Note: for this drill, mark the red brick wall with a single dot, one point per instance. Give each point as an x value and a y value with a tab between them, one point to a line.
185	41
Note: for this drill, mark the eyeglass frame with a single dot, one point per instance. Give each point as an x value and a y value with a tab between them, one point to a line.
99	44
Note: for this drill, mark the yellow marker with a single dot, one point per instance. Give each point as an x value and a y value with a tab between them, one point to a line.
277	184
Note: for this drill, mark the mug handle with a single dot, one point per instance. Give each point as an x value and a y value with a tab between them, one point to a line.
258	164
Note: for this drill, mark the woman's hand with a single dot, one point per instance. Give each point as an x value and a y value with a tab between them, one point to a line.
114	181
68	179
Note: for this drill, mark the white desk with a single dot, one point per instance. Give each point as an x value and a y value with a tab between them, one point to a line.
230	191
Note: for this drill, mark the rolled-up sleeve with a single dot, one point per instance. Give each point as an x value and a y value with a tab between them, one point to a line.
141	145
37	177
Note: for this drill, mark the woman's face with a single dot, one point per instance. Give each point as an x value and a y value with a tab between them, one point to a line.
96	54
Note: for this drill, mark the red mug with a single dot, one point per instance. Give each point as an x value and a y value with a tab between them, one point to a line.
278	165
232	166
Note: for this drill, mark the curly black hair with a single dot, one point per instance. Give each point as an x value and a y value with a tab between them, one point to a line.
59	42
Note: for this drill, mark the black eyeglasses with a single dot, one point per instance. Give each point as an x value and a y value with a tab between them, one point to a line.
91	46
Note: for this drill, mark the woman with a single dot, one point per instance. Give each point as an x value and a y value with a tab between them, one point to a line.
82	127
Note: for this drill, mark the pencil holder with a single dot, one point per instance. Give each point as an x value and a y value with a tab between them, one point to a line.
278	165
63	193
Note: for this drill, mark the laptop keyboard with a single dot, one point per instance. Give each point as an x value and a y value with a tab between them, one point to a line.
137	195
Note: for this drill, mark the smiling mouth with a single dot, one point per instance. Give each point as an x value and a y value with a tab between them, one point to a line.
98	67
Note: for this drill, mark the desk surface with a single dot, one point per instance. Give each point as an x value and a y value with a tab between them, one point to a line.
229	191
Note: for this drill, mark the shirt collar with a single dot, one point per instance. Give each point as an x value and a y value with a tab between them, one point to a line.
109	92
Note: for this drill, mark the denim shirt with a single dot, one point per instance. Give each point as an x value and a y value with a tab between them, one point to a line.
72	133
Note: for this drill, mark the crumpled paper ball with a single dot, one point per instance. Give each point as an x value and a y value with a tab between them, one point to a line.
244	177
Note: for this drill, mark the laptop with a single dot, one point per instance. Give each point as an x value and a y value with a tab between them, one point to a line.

◇ ◇ ◇ ◇ ◇

§ STATED PROBLEM
Reproduce the entire listing above word for word, keeping every line in its original order.

§ WRITTEN SOLUTION
Note: for this drill, mark the red brick wall with a single dot, one point per instance. Give each point as an x value and a y value with a tab between them, one point to a line.
185	41
Note: for this drill, mark the eyeglass frame with a single dot, one point per instance. Give each point as an x value and a y value with a tab between them, one point to a line.
99	44
Note: for this drill, mark the yellow marker with a single dot, one point per instance. Give each point as an x value and a y value with a tab between them, one point to a line.
277	184
Note: for this drill, mark the mug handle with a single dot, one point per instance. Give each point as an x value and a y value with a tab between them, one point to a line.
258	164
Note: for this drill, mark the woman's hand with a single dot, one point per instance. Give each point as an x value and a y value with a tab between them, one point to a line.
114	181
68	179
Note: for this drill, mark the white desk with a single dot, one point per instance. Give each point as an x value and a y value with a tab between them, one point to a line.
230	191
Note: for this drill, mark the rolled-up sleeve with a single dot, one point per instance. Give each point as an x value and a y value with a tab between them, one point to a line.
141	145
37	177
Note: for this drill, mark the woman's face with a single dot, one point per instance. Give each point as an x value and a y value with a tab between them, one point to a line.
96	54
Note: for this drill, mark the red mug with a single dot, one point per instance. Give each point as an x value and a y value with a tab between them, one point to a line.
278	165
232	166
Note: for this drill, mark the curly black hair with a single dot, one point per instance. Give each point as an x value and a y value with a tab between them, one point to a line.
59	42
Note: for this drill, mark the black eyeglasses with a single dot, one point per instance. Give each point as an x value and a y value with a tab between them, one point to a line.
91	46
Note: for this drill, mark the woman with a single dot, one point per instance. Give each point as an x value and a y value with a tab between them, one point to a line.
82	127
Note: for this drill, mark the pencil holder with a single dot, one point per instance. Give each point as an x value and a y value with a tab between them, one point to a line.
278	165
63	193
Note: for this drill, mark the laptop keyboard with a single dot, one point per instance. Give each point as an x value and a y value with a tab between them, one point to a line.
137	195
Note: for this drill, mark the smiling mouth with a single dot, one point per instance. Give each point as an x value and a y value with a tab between them, one point to a line.
98	67
Note: for this drill, mark the desk surface with a single dot, one point per instance. Give each point as an x value and a y value with a tab between them, one point to a line.
229	191
Note: for this drill, mark the shirt collar with a single dot, one point per instance. Give each point as an x value and a y value with a tab between them, one point to a line.
109	92
Note: for this drill, mark the denim shirt with a single dot, one point per instance. Give each point as an x value and a y value with a tab between them, one point to a line.
72	133
Note: for this drill, mark the crumpled paper ball with a single dot, one point per instance. Give each point as an x value and a y value with a tab between them, one point to a line.
244	177
Note: for this drill, mark the laptop with a single dot, one point per instance. Give each point as an x value and a y value with a tab between them, one point to a line.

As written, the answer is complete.